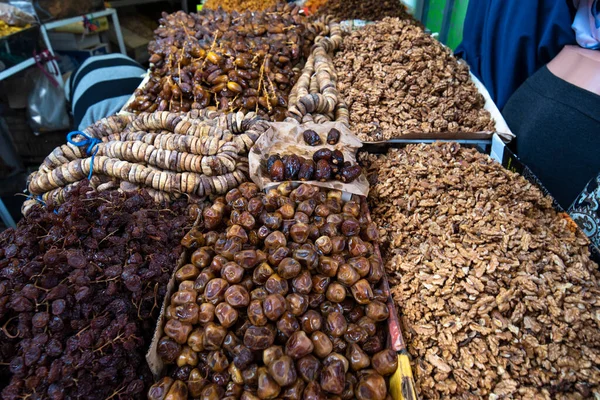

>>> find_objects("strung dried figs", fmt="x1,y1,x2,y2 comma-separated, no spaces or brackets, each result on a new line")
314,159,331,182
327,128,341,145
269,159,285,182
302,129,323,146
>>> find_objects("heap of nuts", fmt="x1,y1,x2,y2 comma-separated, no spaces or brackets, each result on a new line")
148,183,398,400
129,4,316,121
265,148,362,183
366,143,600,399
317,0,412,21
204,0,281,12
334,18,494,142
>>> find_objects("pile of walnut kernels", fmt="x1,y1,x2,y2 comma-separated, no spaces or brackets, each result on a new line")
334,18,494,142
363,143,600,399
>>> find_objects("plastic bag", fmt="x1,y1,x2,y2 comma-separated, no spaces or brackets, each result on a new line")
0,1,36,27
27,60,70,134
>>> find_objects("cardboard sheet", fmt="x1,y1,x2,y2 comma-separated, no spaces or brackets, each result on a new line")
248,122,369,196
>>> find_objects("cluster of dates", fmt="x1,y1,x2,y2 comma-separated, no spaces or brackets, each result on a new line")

------------------------------------

■ Instruction
Please render the material above as a Markdown table with the columns No. and Line, one numbered row per non-blank line, with the pictures left out.

■ Written response
| No. | Line |
|---|---|
| 1 | >>> find_objects("strung dried figs", fmt="x1,y1,x2,y2 comma-separated, no spaces or brackets, each result on a new line") |
| 2 | 314,159,331,182 |
| 3 | 327,128,341,145 |
| 4 | 269,159,285,182 |
| 5 | 302,129,323,146 |
| 6 | >>> find_objects("heap of nuts", fmt="x1,y1,x2,y2 comma-separated, no spaces or brackets, each result on a new line") |
| 7 | 148,183,398,400 |
| 8 | 129,4,316,121 |
| 9 | 265,148,362,183 |
| 10 | 366,143,600,399 |
| 11 | 317,0,412,21 |
| 12 | 204,0,281,12 |
| 13 | 334,18,494,142 |
| 14 | >>> find_objects("pile of walnut kernels", fmt="x1,y1,x2,y2 comma-separated, no spaces or brackets, each result on a new line") |
| 15 | 334,18,494,142 |
| 16 | 363,143,600,399 |
| 17 | >>> find_objects("plastic bag", fmt="x1,y1,x2,y2 comma-separated, no spaces or brackets, each result on a new line") |
| 18 | 0,1,36,27 |
| 19 | 27,60,70,134 |
| 20 | >>> find_objects("cardboard sheet", fmt="x1,y1,x2,y2 comma-separated, no spaces or brackets, each result on a new line") |
| 21 | 248,122,369,196 |
| 22 | >>> find_objects("cluster of dates", fmt="x1,y1,x2,y2 comma-separated, no spaces or brackets, each result on a new line") |